STUDY QUESTIONS:
- A) In the article about former Missouri player Reed Nikko, which team were the Tigers supposed to play in the opening round of the Southeastern Conference Tournament?
- B) Carry on the Reed Nikko interview from the point where the text stops.

Former Tiger Reed Nikko on life after graduation, watching Mizzou basketball from afar

Eric Blum
Columbia Daily Tribune
Missouri senior Reed Nikko hugs head coach Cuonzo Martin after he is taken out of his final home game March 7, 2020, at Mizzou Arena.

One of the most prominent members of the Missouri men's basketball team last season has consistently followed the Tigers from afar this year.

Reed Nikko, not too far removed from wearing the black and gold, now lives in Minnesota after graduating last spring. 

His final chapter as a Tiger was written for him, as the coronavirus pandemic shut down the sports world mere hours before Missouri was supposed to play Texas A&M in the opening round of the Southeastern Conference Tournament. 

The Tribune's Eric Blum recently caught up with the 6-foot-10 Nikko. The full conversation can be heard on last week's episode of the Mizzou Sports Podcast. 

More:Nikko turns to nature to find peace with spotlight

The following conversation has been slightly edited for clarity and length:

Eric Blum: Take us back to the SEC Tournament last March. How quickly did everything change?

PROVIDED MATERIAL:
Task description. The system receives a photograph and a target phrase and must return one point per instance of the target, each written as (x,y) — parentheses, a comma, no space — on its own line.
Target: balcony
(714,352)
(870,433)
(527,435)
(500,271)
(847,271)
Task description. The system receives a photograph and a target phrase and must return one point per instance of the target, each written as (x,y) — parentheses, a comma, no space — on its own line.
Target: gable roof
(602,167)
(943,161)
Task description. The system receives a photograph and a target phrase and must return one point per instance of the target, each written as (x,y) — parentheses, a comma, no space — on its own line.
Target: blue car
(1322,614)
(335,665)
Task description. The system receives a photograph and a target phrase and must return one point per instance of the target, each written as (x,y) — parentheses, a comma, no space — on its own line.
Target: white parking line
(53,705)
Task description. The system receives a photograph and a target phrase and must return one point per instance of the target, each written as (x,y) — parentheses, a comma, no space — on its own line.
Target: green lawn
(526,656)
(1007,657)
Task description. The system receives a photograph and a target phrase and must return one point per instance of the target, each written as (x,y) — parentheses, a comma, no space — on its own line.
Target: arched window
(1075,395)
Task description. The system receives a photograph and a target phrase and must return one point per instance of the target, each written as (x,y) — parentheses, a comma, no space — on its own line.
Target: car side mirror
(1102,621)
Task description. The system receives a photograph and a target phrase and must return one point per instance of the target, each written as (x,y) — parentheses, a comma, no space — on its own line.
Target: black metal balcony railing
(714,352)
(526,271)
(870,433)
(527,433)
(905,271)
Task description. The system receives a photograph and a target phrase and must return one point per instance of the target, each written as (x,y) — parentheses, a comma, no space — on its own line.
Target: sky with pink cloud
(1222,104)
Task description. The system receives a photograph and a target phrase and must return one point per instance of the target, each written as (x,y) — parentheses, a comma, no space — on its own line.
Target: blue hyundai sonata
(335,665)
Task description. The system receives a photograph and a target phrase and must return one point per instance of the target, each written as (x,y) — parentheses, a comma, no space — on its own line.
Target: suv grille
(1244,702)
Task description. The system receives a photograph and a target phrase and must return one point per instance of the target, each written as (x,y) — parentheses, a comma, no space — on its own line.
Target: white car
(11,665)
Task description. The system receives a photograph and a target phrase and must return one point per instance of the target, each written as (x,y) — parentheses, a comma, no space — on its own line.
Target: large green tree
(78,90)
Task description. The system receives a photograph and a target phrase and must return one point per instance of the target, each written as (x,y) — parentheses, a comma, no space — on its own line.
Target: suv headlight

PER-TASK ANSWERS:
- A) Texas A&M

- B)
Reed Nikko: "The weirdest thing is when we landed in Nashville, at that time, it wasn't even an option in my mind that the game wouldn't be played. And just thinking back on how quickly you progress from 'we'll definitely play' to 'we'll play it, but we won't have fans there' to 'this is just done.' How fast that happened, it's kind of crazy. And then just how slow life has moved since then just kind of being in lockdown. It's weird to think about."

EB: What are your thoughts on this year's MU team from watching on television?

RN: "It's frustrating. It's frustrating to watch the team and you can't do anything about it. It's been a weird adjustment for me. But also, the success they've had this year, from someone who's been in that program for four years, I knew it was coming. I knew it was overdue. And just for all the guys in that program, (Jeremiah Tilmon, Mitchell Smith), all those guys, they deserve all the success they're having right now. It's just awesome to see."

Missouri's Reed Nikko (14) puts up a shot against Alabama during a game March 7, 2020, at Mizzou Arena.

EB: You and Mitchell Smith were the last two remaining players on the team recruited by Kim Anderson and his staff. How far has Smith come in his time in Columbia?

RN: "I'm proud of him, man. The growth he has had in his game and just a well-rounded player. I think people talk a lot, rightfully so, about how much Tilly's game and how much off the court, he has matured. I think you can say the same for Mitch. Mitch and I were roommates freshman year. So I've known him very well for a long time. I see his growth. I still talk to him pretty regularly. It's exciting to see the person he's becoming off the court, too."

EB: Missouri lost two games last week. What is it about the coaches and players you know in the locker room that makes you think they can turn those negatives into positives and learn from them?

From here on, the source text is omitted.